→ **EXCERTO DE TEXTO**
<<<<

Quando em Maio de 2015 li no
Programa do PS que seria realizada “A aposta educativa numa escola inclusiva de
2ª geração que deverá intervir no âmbito da educação especial e da organização
dos apoios educativos às crianças e aos jovens que deles necessitam” tentei
perceber o que seria uma escola inclusiva de 2º geração mas não consegui entender.
Acompanhei com esperança e
expectativa a mais do que necessária, reafirmo, mudança legislativa desencadeada
no âmbito da Educação Inclusiva que se traduziu no DL 54/2018 ele próprio associado
a todo um quadro de mudança envolvendo, designadamente a definição do Perfil
dos Alunos à Saída da Escolaridade Obrigatória, das Aprendizagens Essenciais ou
do Decreto-Lei n.º 55/2018 relativamente ao currículo. Todo este edifício
potenciaria a inovação, a mudança de paradigma, de vários paradigmas aliás, e
alguns falavam mesmo da revolução que estava em marcha.
Com confiança em algumas virtudes
do novo quadro aguardei expectante pela revelação da escola inclusiva de 2ª
geração. No entanto, para meu desconforto e cansaço, o que vou conhecendo e vai
sendo divulgado ainda não me ajudou a perceber o que seria.
Continuo a verificar que tal como
aconteceu com o velho 319/91 (nesta altura eu já trabalhava neste universo há
15 anos), quer com o 3/2008 e agora com o 54/2018 existiam e existem
professores e escolas a realizar trabalhos notáveis que devem ser conhecidos e
reconhecidos.
A avaliação das crianças, a
definição dos apoios nas diferentes tipologias (já usadas como categorização
uma vez que a outra categorização já não existe), o funcionamento das Equipas,
os recursos disponíveis, a organização da intervenção, os papéis ou a
articulação dos intervenientes está a criar nas escolas inúmeros sobressaltos. Recebo muitos testemunhos e dados mais robustos já conhecidos não são
particularmente animadores. A tudo isto não terá sido alheio o discutível processo
de operacionalização da mudança mesmo que sustentada por um Manual de Apoio,
algo de estranho a um processo que assenta num racional de diferenciação,
abordagem multinível ou desenho universal de aprendizagem, chamem-lhe o que
quiserem, que é incompatível com um …Manual, quando muito com Orientações.
Como já escrevi há algum tempo, o
cansaço é muito embora sempre me anime quando conheço situações muito positivas
que felizmente acontecem todos os dias em tantas escolas.
Não quero fazer o papel do miúdo
que diz que o “rei vai nu”, primeiro porque já não tenho idade para isso e,
segundo, porque não seria de todo justo.

>>>>

→ **MATERIAL FORNECIDO**

<<<<

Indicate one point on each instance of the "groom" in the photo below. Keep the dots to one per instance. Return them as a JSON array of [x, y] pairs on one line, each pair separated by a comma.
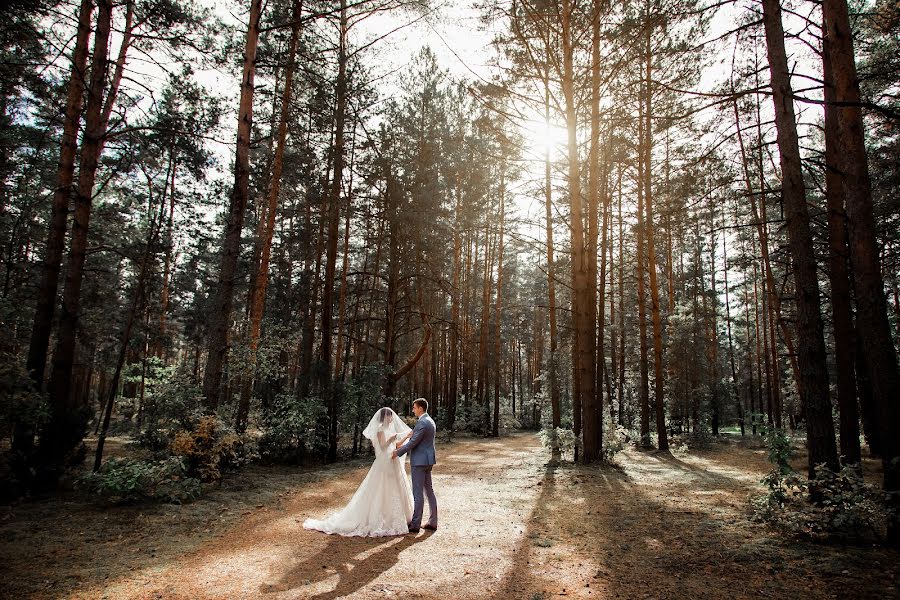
[[421, 458]]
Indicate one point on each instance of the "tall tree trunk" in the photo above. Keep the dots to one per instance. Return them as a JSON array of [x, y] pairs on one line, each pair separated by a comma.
[[811, 343], [334, 199], [552, 364], [713, 332], [498, 307], [261, 281], [592, 392], [65, 429], [659, 385], [23, 438], [735, 390], [644, 385], [126, 335], [342, 296], [838, 274], [583, 303], [871, 304], [453, 378], [168, 266], [220, 315]]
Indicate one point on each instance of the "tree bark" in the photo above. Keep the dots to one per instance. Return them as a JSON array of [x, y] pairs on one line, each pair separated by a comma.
[[838, 273], [811, 343], [220, 314], [498, 307], [552, 364], [65, 429], [584, 311], [871, 304], [659, 385]]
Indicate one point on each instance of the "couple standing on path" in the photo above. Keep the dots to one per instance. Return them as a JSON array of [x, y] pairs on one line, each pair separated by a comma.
[[384, 504]]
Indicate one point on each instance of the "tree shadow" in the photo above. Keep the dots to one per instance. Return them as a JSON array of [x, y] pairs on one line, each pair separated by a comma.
[[356, 562], [705, 477]]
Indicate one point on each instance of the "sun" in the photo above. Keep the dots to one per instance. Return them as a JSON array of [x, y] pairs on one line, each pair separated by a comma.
[[542, 139]]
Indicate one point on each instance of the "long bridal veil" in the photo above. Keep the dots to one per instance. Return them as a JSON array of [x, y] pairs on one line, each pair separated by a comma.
[[382, 504], [389, 423]]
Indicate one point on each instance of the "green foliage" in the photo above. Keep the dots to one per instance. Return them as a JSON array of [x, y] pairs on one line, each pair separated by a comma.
[[19, 403], [614, 438], [172, 403], [210, 447], [564, 438], [289, 429], [126, 481], [847, 508]]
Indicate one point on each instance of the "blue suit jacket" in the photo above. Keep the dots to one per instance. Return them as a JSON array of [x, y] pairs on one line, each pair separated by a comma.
[[421, 445]]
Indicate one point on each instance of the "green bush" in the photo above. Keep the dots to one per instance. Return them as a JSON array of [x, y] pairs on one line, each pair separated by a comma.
[[289, 429], [128, 481], [210, 447], [19, 403], [172, 403], [847, 507]]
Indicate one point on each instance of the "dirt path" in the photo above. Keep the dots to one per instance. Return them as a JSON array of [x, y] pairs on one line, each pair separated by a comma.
[[511, 527]]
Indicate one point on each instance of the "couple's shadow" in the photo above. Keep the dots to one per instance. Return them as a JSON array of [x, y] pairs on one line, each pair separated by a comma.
[[355, 561]]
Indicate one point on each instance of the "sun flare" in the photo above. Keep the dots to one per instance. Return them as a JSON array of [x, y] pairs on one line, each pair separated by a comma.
[[542, 139]]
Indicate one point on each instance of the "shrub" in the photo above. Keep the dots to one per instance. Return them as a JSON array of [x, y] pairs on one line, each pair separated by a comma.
[[289, 429], [847, 507], [209, 448], [19, 403], [172, 403], [127, 481]]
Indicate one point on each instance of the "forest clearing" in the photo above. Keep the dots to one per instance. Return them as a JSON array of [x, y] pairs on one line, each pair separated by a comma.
[[639, 260], [512, 526]]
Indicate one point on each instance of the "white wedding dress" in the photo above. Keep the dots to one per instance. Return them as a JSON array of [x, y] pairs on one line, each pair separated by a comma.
[[382, 505]]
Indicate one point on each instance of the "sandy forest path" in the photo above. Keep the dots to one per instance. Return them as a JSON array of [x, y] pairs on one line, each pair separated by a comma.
[[511, 527]]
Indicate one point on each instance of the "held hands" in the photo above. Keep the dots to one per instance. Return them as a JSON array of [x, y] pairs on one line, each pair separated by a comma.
[[400, 443]]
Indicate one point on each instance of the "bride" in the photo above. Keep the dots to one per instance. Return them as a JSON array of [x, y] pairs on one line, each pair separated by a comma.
[[382, 505]]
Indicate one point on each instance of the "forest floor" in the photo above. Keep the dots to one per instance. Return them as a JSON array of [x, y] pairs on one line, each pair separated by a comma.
[[511, 526]]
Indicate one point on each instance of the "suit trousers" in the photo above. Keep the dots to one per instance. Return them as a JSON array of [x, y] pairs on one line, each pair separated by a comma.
[[421, 480]]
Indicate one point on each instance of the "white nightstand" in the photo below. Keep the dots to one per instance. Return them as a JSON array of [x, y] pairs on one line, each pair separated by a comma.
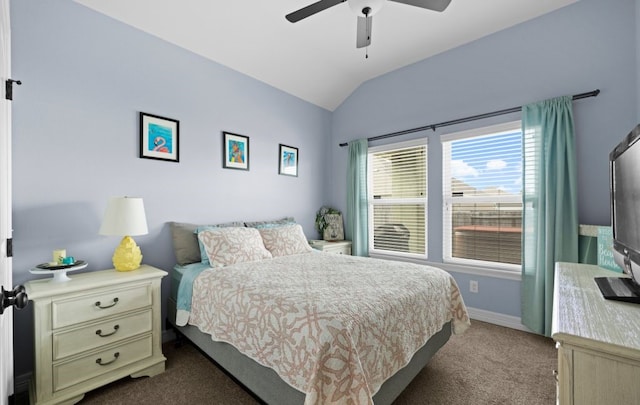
[[342, 247], [94, 329]]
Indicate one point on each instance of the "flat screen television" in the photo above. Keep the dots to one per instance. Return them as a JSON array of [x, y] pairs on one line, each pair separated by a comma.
[[624, 168]]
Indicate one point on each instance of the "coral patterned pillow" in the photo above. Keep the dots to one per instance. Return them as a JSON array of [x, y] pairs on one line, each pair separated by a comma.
[[285, 240], [227, 246]]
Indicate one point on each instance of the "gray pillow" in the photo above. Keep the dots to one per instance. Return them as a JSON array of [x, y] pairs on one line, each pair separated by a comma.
[[185, 242]]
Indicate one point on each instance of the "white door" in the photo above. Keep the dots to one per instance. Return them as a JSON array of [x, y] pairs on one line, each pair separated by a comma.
[[6, 319]]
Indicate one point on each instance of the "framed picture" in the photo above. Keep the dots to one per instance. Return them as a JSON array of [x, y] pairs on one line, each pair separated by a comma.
[[235, 150], [159, 138], [334, 229], [288, 160]]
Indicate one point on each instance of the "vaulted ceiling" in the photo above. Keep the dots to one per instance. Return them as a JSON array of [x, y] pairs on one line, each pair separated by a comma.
[[316, 59]]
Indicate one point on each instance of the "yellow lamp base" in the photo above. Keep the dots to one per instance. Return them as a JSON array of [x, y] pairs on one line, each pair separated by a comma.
[[127, 255]]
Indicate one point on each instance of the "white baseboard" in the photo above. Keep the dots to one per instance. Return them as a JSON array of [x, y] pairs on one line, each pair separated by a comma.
[[508, 321]]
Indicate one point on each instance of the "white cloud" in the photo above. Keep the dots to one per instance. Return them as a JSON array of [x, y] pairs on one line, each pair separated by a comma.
[[460, 169], [496, 164]]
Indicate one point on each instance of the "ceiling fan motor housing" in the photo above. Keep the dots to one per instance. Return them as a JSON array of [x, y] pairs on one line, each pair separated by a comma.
[[359, 6]]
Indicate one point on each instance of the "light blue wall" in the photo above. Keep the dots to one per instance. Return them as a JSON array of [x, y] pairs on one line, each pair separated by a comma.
[[75, 141], [589, 45]]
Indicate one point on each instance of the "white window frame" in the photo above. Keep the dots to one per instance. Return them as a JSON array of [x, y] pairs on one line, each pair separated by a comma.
[[447, 199], [371, 202]]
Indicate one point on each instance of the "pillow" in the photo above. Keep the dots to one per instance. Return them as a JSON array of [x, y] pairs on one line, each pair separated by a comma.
[[285, 240], [270, 224], [225, 246], [185, 241], [203, 258]]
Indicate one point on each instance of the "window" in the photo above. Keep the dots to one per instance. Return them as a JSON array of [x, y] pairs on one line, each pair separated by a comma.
[[482, 186], [398, 198]]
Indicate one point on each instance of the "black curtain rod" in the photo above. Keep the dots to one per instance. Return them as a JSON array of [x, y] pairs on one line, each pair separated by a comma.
[[433, 127]]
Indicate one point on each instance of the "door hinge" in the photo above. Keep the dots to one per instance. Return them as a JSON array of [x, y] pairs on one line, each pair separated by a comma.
[[8, 88]]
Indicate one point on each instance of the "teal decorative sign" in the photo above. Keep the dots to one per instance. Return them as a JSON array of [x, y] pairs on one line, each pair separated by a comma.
[[605, 249]]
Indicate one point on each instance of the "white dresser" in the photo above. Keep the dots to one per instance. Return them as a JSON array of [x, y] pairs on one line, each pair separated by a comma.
[[342, 247], [94, 329], [598, 340]]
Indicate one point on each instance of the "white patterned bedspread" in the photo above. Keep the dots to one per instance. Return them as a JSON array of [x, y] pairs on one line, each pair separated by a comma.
[[332, 326]]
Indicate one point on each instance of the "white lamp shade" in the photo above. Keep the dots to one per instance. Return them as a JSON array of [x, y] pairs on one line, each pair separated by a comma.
[[124, 216]]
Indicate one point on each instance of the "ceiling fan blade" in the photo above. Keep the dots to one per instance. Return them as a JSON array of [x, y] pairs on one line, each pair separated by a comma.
[[363, 38], [312, 9], [435, 5]]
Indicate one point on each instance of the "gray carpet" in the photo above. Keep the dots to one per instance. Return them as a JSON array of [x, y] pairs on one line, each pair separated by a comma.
[[489, 364]]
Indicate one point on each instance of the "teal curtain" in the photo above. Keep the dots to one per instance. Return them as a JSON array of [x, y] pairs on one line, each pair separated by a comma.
[[356, 223], [550, 211]]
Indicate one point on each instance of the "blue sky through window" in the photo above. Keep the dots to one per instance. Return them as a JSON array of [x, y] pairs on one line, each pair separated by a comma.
[[489, 162]]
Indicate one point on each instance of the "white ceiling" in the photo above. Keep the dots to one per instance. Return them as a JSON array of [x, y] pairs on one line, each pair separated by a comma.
[[316, 59]]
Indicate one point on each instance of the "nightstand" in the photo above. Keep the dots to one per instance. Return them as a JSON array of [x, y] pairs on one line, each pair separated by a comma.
[[96, 328], [342, 247]]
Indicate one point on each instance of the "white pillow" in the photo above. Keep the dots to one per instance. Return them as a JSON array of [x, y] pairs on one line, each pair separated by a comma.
[[285, 240], [227, 246]]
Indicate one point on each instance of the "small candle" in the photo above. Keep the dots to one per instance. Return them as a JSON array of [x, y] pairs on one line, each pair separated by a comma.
[[58, 254]]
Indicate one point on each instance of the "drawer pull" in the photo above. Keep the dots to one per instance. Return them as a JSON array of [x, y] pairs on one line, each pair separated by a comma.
[[115, 329], [115, 357], [99, 304]]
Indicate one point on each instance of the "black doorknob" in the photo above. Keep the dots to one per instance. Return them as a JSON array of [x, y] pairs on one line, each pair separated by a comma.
[[16, 297]]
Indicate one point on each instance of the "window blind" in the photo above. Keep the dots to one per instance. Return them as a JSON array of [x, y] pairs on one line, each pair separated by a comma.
[[398, 199], [482, 186]]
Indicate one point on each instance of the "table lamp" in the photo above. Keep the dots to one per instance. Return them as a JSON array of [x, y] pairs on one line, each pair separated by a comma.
[[125, 217]]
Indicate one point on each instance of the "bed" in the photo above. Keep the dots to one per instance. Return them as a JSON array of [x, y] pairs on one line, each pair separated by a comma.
[[298, 326]]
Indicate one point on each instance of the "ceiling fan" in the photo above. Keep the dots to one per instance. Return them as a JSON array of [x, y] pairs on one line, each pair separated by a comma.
[[364, 9]]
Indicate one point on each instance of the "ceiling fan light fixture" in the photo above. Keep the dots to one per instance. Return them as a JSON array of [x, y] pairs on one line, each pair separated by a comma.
[[357, 6]]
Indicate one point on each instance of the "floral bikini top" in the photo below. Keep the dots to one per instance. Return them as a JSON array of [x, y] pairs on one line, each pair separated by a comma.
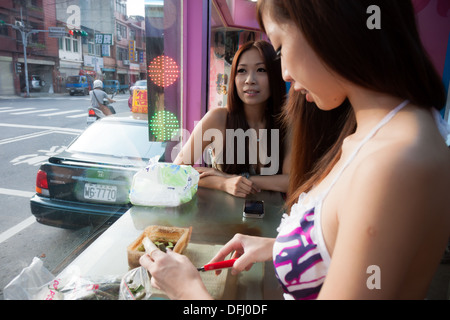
[[300, 256]]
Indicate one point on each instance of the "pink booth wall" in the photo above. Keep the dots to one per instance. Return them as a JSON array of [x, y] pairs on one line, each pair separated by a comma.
[[433, 18]]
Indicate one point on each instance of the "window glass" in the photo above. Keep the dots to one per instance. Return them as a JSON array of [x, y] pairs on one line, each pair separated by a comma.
[[51, 53]]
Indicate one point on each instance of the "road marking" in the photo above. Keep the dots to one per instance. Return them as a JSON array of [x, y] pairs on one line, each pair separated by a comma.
[[32, 111], [22, 225], [17, 228], [78, 115], [69, 130], [23, 109], [26, 136], [58, 113]]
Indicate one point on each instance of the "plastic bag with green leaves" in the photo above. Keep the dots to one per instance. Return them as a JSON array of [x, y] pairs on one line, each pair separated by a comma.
[[164, 184]]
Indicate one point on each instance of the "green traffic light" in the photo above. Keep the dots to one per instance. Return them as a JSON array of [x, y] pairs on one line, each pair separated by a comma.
[[163, 125]]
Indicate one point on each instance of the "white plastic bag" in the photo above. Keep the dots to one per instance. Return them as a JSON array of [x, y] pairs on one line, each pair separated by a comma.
[[164, 184], [29, 283], [35, 282]]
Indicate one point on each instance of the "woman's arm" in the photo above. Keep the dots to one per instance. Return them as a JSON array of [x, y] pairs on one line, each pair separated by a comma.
[[278, 182], [388, 230], [214, 122]]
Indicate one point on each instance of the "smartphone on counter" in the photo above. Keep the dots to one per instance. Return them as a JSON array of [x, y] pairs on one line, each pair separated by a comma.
[[253, 209]]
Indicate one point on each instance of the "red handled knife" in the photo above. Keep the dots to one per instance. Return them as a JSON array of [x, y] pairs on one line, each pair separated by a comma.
[[217, 265]]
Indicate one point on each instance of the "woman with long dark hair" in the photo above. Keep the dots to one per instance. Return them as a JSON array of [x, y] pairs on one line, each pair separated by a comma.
[[368, 207], [245, 140]]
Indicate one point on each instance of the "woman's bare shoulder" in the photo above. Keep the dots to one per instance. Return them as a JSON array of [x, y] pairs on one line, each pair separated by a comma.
[[216, 118]]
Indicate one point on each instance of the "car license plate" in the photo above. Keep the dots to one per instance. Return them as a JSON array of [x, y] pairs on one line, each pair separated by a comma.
[[100, 192]]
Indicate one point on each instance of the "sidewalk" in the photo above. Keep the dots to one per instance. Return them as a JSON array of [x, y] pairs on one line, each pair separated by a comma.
[[33, 95]]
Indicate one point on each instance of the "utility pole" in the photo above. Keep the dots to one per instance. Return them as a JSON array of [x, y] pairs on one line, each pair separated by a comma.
[[20, 26]]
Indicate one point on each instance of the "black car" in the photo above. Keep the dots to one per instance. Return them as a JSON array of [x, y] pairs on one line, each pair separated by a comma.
[[91, 179]]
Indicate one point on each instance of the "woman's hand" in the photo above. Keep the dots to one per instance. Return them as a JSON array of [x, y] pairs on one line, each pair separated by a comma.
[[247, 250], [175, 275]]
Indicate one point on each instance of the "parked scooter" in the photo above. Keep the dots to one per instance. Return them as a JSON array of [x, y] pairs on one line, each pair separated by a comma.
[[95, 113]]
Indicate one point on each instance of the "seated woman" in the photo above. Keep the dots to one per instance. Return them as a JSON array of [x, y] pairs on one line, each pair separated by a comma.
[[246, 140]]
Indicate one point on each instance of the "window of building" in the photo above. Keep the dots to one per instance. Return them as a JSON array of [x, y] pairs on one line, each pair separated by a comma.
[[68, 42]]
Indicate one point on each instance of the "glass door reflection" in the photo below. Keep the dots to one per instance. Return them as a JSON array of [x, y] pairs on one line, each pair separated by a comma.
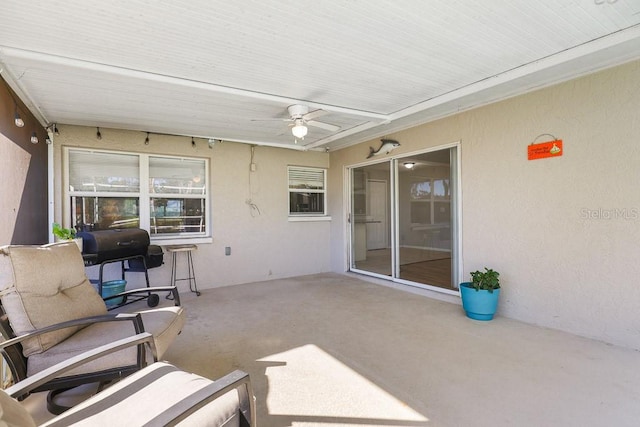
[[371, 219], [425, 219]]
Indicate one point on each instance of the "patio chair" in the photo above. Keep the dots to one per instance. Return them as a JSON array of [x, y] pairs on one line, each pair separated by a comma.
[[46, 295], [158, 395]]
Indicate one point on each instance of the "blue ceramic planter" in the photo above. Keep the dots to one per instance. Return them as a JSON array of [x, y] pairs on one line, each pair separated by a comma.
[[478, 305], [113, 287]]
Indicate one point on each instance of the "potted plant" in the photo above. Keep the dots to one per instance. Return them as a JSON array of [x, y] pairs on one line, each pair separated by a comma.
[[480, 296], [63, 234]]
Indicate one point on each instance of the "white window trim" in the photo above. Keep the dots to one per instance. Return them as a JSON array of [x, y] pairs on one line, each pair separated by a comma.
[[302, 216], [143, 194]]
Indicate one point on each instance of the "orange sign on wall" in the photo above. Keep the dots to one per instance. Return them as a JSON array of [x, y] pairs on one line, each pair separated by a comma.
[[545, 149]]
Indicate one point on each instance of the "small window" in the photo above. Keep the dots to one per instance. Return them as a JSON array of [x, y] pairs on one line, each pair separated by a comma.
[[307, 191]]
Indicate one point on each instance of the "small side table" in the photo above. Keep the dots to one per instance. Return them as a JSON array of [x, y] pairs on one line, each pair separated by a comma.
[[191, 276]]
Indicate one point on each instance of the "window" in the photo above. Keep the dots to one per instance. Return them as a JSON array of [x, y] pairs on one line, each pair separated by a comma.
[[307, 191], [105, 192]]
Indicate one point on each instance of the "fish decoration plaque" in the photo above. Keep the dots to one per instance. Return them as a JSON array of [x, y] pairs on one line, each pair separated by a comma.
[[388, 145]]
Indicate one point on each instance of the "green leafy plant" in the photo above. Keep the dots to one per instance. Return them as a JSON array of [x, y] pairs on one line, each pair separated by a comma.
[[486, 280], [63, 233]]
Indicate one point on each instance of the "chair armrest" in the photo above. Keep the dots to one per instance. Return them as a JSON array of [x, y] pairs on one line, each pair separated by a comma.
[[172, 289], [136, 318], [235, 380], [25, 386]]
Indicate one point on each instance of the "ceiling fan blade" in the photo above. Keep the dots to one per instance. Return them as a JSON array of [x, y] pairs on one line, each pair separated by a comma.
[[323, 125], [314, 114]]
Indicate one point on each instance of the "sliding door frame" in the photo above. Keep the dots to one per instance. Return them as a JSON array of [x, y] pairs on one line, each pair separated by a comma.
[[456, 214]]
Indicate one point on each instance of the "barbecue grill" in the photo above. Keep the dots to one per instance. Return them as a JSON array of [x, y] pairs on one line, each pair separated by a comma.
[[129, 246]]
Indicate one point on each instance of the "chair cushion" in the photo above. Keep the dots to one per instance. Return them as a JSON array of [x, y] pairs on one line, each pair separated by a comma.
[[139, 398], [44, 285], [164, 323]]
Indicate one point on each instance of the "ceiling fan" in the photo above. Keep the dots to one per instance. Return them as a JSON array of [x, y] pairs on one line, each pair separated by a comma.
[[300, 117]]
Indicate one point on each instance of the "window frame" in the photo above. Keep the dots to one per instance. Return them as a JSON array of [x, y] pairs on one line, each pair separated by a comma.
[[145, 195], [307, 216]]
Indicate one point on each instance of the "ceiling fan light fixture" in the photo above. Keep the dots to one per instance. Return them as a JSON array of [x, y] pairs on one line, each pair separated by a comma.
[[299, 130], [409, 165]]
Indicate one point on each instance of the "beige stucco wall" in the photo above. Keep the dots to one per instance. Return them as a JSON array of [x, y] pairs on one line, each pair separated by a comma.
[[264, 246], [563, 232]]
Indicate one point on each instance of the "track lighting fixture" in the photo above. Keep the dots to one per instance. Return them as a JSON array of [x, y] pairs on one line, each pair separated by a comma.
[[17, 119]]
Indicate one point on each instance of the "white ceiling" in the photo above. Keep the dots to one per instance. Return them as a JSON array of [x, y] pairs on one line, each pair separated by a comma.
[[215, 68]]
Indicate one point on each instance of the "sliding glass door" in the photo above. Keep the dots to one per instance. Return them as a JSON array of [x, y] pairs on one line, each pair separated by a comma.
[[403, 219], [370, 219]]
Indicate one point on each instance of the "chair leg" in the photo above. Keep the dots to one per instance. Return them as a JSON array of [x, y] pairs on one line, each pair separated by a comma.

>>>>

→ **TAREFAS A REALIZAR**
#1 Reproduza fielmente o trecho do texto sobre a escola inclusiva que vai desde "Como já escrevi" até "de todo justo.", inclusive.
#2 No texto sobre a escola inclusiva, qual é o decreto-lei referido a propósito do currículo?
#3 Traduza para inglês esta frase do texto sobre a escola inclusiva: «Não quero fazer o papel do miúdo que diz que o “rei vai nu”, primeiro porque já não tenho idade para isso e, segundo, porque não seria de todo justo.»

→ **RESOLUÇÃO DAS TAREFAS**
#1
Como já escrevi há algum tempo, o
cansaço é muito embora sempre me anime quando conheço situações muito positivas
que felizmente acontecem todos os dias em tantas escolas.
Não quero fazer o papel do miúdo
que diz que o “rei vai nu”, primeiro porque já não tenho idade para isso e,
segundo, porque não seria de todo justo.

#2 O Decreto-Lei n.º 55/2018.

#3 I don't want to play the part of the kid who says that "the king has no clothes," first because I'm no longer of an age for that and, second, because it wouldn't be fair at all.